Stated goal: Your task is to transcribe the records exactly, skipping every image.

Information provided:
◆ ◆ ◆ ◆ ◆
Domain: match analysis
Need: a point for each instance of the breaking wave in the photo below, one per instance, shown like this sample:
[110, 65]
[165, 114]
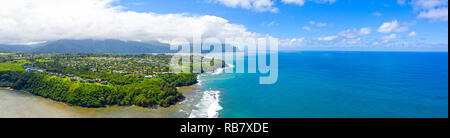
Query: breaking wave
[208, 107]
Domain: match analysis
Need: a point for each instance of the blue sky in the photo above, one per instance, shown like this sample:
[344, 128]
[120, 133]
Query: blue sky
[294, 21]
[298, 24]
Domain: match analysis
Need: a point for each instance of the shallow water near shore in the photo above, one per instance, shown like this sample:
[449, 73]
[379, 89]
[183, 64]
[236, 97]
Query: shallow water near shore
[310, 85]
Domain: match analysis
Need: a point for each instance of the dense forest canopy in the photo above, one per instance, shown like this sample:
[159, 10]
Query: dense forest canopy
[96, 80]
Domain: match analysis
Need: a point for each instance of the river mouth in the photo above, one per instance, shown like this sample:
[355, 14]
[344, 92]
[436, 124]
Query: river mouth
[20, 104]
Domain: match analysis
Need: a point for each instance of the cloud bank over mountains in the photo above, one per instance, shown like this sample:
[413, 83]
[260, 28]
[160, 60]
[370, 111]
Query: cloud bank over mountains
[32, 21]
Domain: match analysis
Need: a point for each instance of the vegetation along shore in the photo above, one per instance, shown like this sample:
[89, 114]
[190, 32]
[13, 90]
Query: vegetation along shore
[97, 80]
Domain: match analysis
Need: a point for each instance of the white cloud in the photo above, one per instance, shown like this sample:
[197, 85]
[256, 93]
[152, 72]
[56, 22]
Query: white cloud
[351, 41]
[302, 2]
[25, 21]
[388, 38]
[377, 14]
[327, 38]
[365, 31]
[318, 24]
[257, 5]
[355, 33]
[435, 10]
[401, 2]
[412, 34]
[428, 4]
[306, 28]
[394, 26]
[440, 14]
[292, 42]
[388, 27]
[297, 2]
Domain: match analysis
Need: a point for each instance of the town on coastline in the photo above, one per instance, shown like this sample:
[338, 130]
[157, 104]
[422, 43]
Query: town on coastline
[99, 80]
◆ ◆ ◆ ◆ ◆
Expected answer:
Domain: match analysis
Need: a point for each instance of the breaking wave in the photo below, one per instance, shown like this sample:
[110, 65]
[165, 114]
Query: breaking wave
[208, 107]
Domain: match analysis
Need: a point for each instance of the blue sky in the photo above, one per instance, shown like this sample:
[344, 128]
[120, 133]
Query: blue sky
[294, 21]
[298, 24]
Domain: match analysis
Need: a point for each instance of the shallow water near shore in the photo above, one per instance, shown like this sample:
[449, 73]
[379, 89]
[183, 64]
[236, 97]
Query: shallow water near shore
[310, 85]
Domain: match analysis
Need: a point for each instance of the dense forest canopy in the photo above, one per instance, shown like this sample:
[159, 10]
Query: dense forest canopy
[96, 80]
Domain: match analysis
Need: a point for each instance of the river mouth in the photo above, one per instance, shown like this sample:
[355, 14]
[344, 92]
[436, 124]
Query: river mouth
[20, 104]
Domain: match analysis
Need: a point for each instance of the cloud bank over mountains in the photo above, one per instance, shown like this sample:
[413, 83]
[260, 28]
[160, 60]
[370, 111]
Query: cloud bank over mountains
[32, 21]
Domain: match analysis
Need: a point for each instance of the vegetation along shore in the photo above, one per instance, shown like this sample:
[89, 114]
[190, 32]
[13, 90]
Query: vegetation along shore
[97, 80]
Domain: match analysis
Need: a point for each instance of the white cloud in the photo above, one per instance, shown like this sample:
[197, 85]
[256, 93]
[152, 72]
[56, 22]
Query: white cloud
[351, 41]
[302, 2]
[25, 21]
[388, 38]
[377, 14]
[327, 38]
[365, 31]
[318, 24]
[257, 5]
[355, 33]
[435, 10]
[401, 2]
[412, 34]
[428, 4]
[306, 28]
[394, 26]
[440, 14]
[292, 42]
[388, 27]
[297, 2]
Domain: match analysis
Need: a point for each instance of the town on coastline in the photo above, one per instance, shown like this sample:
[338, 130]
[157, 104]
[422, 43]
Query: town on coastline
[99, 80]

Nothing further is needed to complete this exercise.